> Instructions for the task
Lay out the items below as a two-column CSV with the headers "prompt" and "points," one row per item. Put each item's text and its answer in a single quoted field with line breaks replaced by spaces, and omit the pictures.

> Image point annotation items

-------

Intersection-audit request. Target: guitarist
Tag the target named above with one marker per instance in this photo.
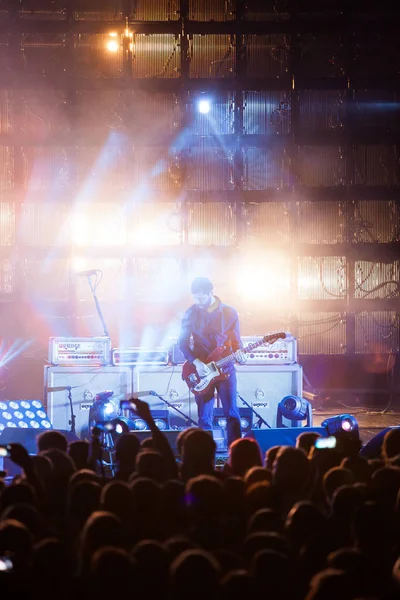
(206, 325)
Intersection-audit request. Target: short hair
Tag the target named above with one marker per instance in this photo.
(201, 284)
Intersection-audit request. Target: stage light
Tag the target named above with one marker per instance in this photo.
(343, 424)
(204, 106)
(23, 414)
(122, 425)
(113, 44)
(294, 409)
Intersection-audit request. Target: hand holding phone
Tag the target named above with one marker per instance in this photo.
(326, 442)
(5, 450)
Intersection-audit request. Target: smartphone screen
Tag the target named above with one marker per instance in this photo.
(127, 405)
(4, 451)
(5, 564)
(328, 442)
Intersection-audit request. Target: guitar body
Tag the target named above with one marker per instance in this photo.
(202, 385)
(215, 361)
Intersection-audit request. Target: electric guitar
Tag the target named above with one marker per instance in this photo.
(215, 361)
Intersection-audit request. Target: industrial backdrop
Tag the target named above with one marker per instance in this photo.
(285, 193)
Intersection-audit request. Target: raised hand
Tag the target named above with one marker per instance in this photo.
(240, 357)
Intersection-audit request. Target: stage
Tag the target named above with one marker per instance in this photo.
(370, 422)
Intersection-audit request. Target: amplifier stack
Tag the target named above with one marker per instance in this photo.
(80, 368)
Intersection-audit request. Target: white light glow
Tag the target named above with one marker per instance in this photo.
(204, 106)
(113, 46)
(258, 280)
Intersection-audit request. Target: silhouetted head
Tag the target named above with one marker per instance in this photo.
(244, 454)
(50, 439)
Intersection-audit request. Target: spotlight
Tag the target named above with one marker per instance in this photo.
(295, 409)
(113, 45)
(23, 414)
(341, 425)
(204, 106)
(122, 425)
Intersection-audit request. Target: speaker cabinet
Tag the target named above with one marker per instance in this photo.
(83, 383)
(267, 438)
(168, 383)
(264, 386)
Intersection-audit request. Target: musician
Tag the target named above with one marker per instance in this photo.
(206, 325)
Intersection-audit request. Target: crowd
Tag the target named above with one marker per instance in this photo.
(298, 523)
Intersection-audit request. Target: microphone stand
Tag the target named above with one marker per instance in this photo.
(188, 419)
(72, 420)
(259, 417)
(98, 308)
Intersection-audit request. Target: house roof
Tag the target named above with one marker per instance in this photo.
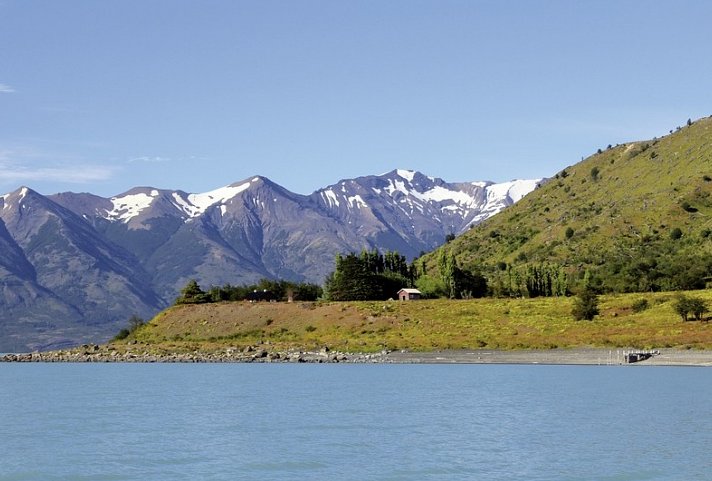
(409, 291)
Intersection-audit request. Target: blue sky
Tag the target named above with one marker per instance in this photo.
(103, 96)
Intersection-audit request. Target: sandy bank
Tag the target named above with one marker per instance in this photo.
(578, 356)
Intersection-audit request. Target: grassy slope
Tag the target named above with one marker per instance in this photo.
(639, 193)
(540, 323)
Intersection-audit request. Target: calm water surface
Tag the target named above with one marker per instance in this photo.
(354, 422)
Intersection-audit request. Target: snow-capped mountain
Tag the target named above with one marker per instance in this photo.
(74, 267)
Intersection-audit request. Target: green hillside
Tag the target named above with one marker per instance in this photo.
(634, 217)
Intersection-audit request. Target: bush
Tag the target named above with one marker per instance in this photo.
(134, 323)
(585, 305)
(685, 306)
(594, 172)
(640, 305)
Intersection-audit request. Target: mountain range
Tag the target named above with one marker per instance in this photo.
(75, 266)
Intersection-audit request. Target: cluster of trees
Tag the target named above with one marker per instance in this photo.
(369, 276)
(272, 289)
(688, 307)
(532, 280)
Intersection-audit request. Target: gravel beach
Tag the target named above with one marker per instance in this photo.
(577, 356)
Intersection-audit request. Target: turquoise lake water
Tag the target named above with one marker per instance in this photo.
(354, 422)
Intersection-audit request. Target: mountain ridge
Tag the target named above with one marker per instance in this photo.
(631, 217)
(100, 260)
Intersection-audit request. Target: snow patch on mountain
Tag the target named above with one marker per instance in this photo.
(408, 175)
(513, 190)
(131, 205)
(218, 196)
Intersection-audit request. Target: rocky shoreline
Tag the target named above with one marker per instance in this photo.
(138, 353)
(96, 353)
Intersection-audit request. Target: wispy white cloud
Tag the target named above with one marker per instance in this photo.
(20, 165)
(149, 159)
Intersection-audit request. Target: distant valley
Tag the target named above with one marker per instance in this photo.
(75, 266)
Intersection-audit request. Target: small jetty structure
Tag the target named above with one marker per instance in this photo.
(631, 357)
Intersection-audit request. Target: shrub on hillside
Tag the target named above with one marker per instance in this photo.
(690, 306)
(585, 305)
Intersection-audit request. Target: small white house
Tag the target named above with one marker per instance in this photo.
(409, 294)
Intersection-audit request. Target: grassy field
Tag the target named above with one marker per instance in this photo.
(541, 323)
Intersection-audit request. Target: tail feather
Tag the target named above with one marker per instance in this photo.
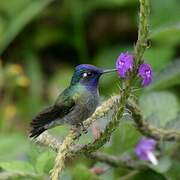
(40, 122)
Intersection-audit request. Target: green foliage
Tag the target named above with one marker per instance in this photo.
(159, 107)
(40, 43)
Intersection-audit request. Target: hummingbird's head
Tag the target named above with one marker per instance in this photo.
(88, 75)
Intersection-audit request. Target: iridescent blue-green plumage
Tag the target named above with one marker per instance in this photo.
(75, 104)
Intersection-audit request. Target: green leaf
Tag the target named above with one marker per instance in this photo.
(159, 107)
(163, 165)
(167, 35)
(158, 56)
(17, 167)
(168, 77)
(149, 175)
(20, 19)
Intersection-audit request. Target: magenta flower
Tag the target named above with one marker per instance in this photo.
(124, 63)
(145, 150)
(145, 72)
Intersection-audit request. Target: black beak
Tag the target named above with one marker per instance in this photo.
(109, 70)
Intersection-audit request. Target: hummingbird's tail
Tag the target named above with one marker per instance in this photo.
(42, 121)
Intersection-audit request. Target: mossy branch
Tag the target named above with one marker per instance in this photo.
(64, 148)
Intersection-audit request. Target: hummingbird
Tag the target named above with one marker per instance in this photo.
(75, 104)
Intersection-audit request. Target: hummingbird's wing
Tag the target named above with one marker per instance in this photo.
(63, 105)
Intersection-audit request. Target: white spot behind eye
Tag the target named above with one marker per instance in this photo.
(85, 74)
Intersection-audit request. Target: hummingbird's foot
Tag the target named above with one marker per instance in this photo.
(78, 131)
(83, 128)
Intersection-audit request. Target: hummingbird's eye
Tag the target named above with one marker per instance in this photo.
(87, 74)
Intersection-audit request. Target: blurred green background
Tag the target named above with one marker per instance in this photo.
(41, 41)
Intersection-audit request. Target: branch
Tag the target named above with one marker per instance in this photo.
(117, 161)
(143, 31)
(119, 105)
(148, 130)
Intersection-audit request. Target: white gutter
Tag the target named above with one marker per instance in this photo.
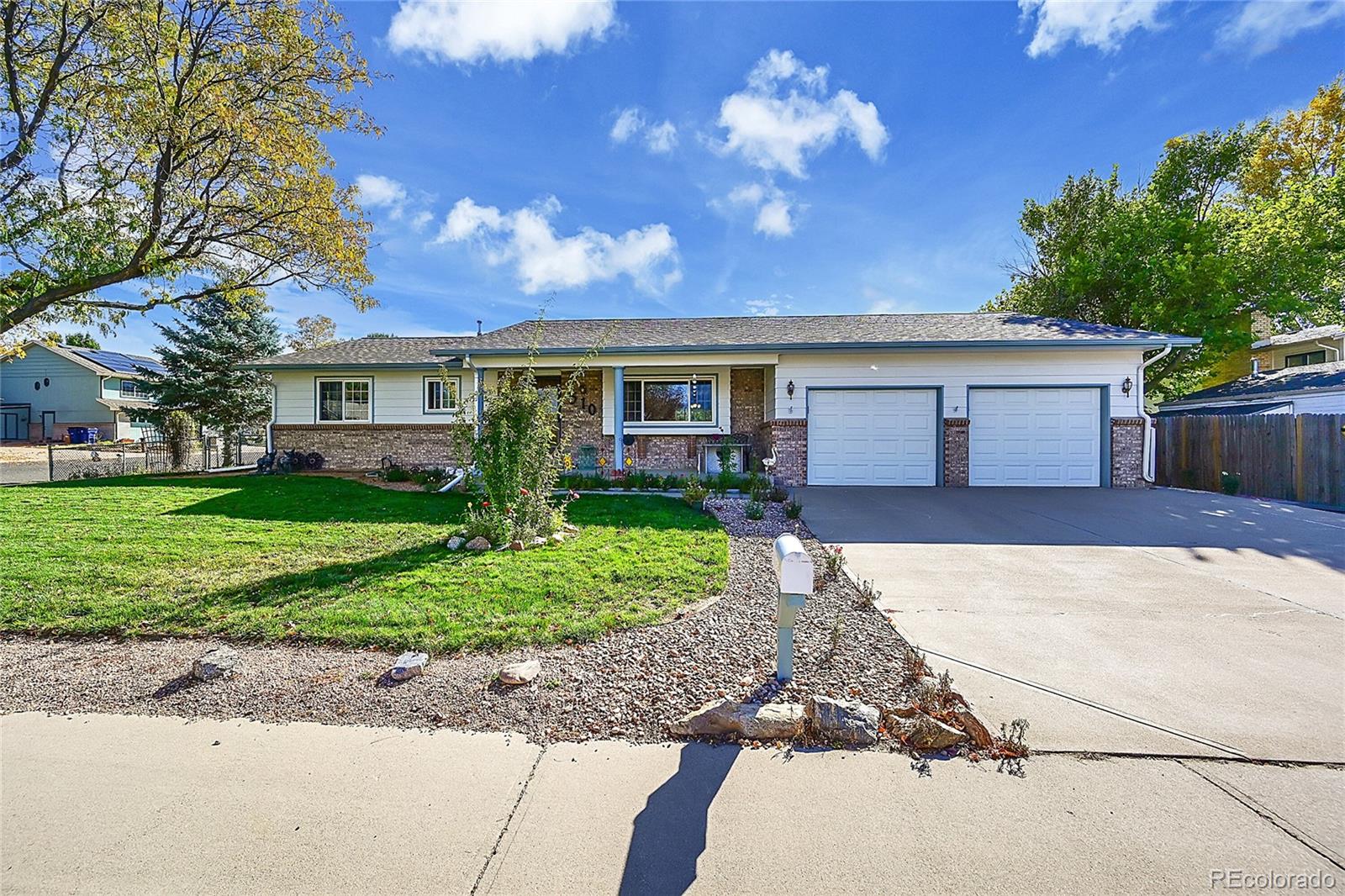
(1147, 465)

-------

> Reply
prompt,points
"Intersection-audit request. Target: guitarist Tag the target named above with one marker per instance in this photo.","(206, 325)"
"Intersection-audit request. Target: short hair Tag the target named above with one marker per instance in this photo.","(201, 284)"
"Intersection-audit request. Target: stage light Tag the target named above with one marker per instance in this photo.","(343, 424) (204, 106) (23, 414) (122, 425) (113, 44) (294, 409)"
"Intersection-audit request. Target: hand holding phone Tag the target named above with one marker per instance in this photo.","(326, 442) (5, 450)"
"Intersection-audit request. Target: smartphone screen Tag the target named above with one marker per instance in this photo.","(127, 405) (4, 451) (5, 564) (328, 442)"
"Intersection-audit request. Target: guitar body Tag the target named above with one marker per instance in this photo.","(202, 385) (215, 361)"
"Intersection-audit request. Target: electric guitar Tag the target named above with one marker per instance in this photo.","(215, 361)"
"Intersection-audit request. Target: industrial backdrop Tag the target named above with one marker per instance in this photo.","(285, 193)"
"Intersection-audit request. Target: raised hand Tag the target named above with one marker per instance in this photo.","(240, 357)"
"Intersection-audit request. Target: stage Tag the target named above with one marker per instance in this photo.","(370, 422)"
"Intersection-audit request. Target: amplifier stack Tag the target named above with one marker per instance in this photo.","(80, 368)"
"Intersection-audit request. Target: white light glow Tag the target named above with one marker per instance in this photo.","(204, 106) (113, 46) (258, 280)"
"Intersection-audit request. Target: silhouetted head Tag the target named above with one marker per instance in this photo.","(244, 454) (50, 439)"
"Intersection-audit request. Target: spotlight Tag the target named above with one marker per instance in this photo.","(295, 409) (113, 45) (23, 414) (341, 425) (204, 106) (122, 425)"
"Intersection-audit request. Target: speaker cabinet Tag the target named above with one marker per instance in this photo.","(83, 383) (267, 438) (168, 383) (264, 386)"
"Intersection-audit request. Target: musician Tag the target named above with one marker per instance in this photo.","(206, 325)"
"Intersection-audit request. Target: crowd Tag the target named above with one marker per instance in this photo.","(298, 523)"
"Intersection-audit request. Target: microphone stand Tag the target named above with one marker per instance in this photo.","(188, 419) (72, 420) (259, 417) (98, 308)"
"Intersection-audit request. Target: house roof Tag the target named above with one marker per instance in this photo.","(409, 291)"
"Intersection-audit request. Target: blue sky Tag the target named above with one marker per instance in this photo.","(103, 96)"
"Intersection-audit request. Target: sandy bank Tag the target named above with one marker per instance in this photo.","(578, 356)"
"Intersection-audit request. Target: grassy slope Tag the target named above with one marker per instance in this photo.","(639, 193) (540, 323)"
"Intersection-audit request. Target: calm water surface Tag the target named above with one marker per instance in this photo.","(354, 422)"
"Intersection-audit request. Target: snow-capped mountain Tag the target named above with one marker per instance in this photo.","(74, 267)"
"Intersection-audit request. Target: green hillside Tag the target named above with one marker per instance in this photo.","(634, 217)"
"Intersection-audit request. Target: bush Tag the target named above with one marker per instance in this photo.","(134, 323) (585, 305) (685, 306) (594, 172) (640, 305)"
"Intersection-audit request. Target: mountain range Tag the target named above with one marker per instance in this photo.","(75, 266)"
"Intersection-audit request. Target: cluster of trees Tag the target named above with one marker per instance in this photo.","(369, 276) (272, 289) (688, 307) (532, 280)"
"Intersection-audit request. Target: gravel beach Tag the target named above with one marker per instance in this photo.","(577, 356)"
"Intersection-audit request. Target: turquoise lake water Tag the target named above with one marker per instance in this photo.","(354, 422)"
"Intersection-audit request. Target: mountain ridge Tag the target named above with one marker per instance in this photo.","(631, 217) (100, 260)"
"Intersection-audit request. Target: snow patch on mountain Tag the target named above with one marker per instance in this photo.","(408, 175) (513, 190) (131, 205) (218, 196)"
"Intersection-audit request. Target: rocky shoreline Tag the target named above with one marker per instance in this photo.","(138, 353) (96, 353)"
"Intersection-audit request. Target: wispy white cloud Tag the target named above with one marker per instance in this photo.","(20, 165) (149, 159)"
"Intersection-audit request. Target: distant valley Tag the target named above with one marker per instance in this photo.","(75, 266)"
"Intersection-audit request. Target: small jetty structure Tag the target named above with one marker per instance in this photo.","(631, 357)"
"Intersection-audit request. Target: shrub on hillside Tag the target named above with one marker per instance in this photo.","(690, 306) (585, 305)"
"Intersection-audit request. Target: small white house Tag the target named above with one marker per instance in this photo.","(409, 294)"
"Intersection-audit request. Target: grassy field Tag the target named above with one marker per instance in this photo.","(541, 323)"
"Intersection-audit request. Target: tail feather Tag the target named above with one marker per instance in this photo.","(40, 122)"
"Intersection-audit request. Target: green foliage Tag the target named above with one marker per instance in this photo.","(159, 107) (40, 43)"
"Intersection-audit request. Target: hummingbird's head Tag the target named above with one marker per instance in this photo.","(88, 75)"
"Intersection-audit request. Target: iridescent blue-green plumage Tag the target named above with one marker per instance in this photo.","(75, 104)"
"Intersection-audit request. Target: green leaf Tag the target named above with one marker per instance in this photo.","(159, 107) (163, 165) (167, 35) (158, 56) (17, 167) (168, 77) (149, 175) (20, 19)"
"Intersection-audit request. Target: magenta flower Tag the target named above with one marker per instance in this photo.","(124, 63) (145, 150) (145, 72)"
"Intersection-audit request. Target: black beak Tag the target named above with one marker per instance in this photo.","(109, 70)"
"Intersection-audit request. Target: hummingbird's tail Tag the target named above with one marker per instance in this photo.","(42, 121)"
"Intersection-audit request. Target: mossy branch Tag the target named above with one marker per instance in this photo.","(64, 148)"
"Intersection-audit request. Target: hummingbird Tag the target named above with one marker per instance in this photo.","(75, 104)"
"Intersection-audit request. Target: hummingbird's wing Tag the target named above with one marker per instance in this photo.","(63, 105)"
"Intersection-audit request. Target: white spot behind eye Tag the target named above with one marker per instance in this photo.","(85, 74)"
"Intersection-audit request. Target: hummingbird's foot Tag the target named above with one marker per instance in this photo.","(78, 131) (83, 128)"
"Intersection-audit request. Target: hummingbird's eye Tag the target named above with one marker per instance in this photo.","(87, 74)"
"Intersection-audit request. Target: blurred green background Tag the target named above with one marker per instance in this photo.","(41, 41)"
"Intersection-audit request. Target: branch Tag the target named above with one marker per instance in this photo.","(117, 161) (143, 31) (119, 105) (148, 130)"
"Intersection-audit request. Target: white gutter Tag the target named above with one marker per instance in this photo.","(1147, 465)"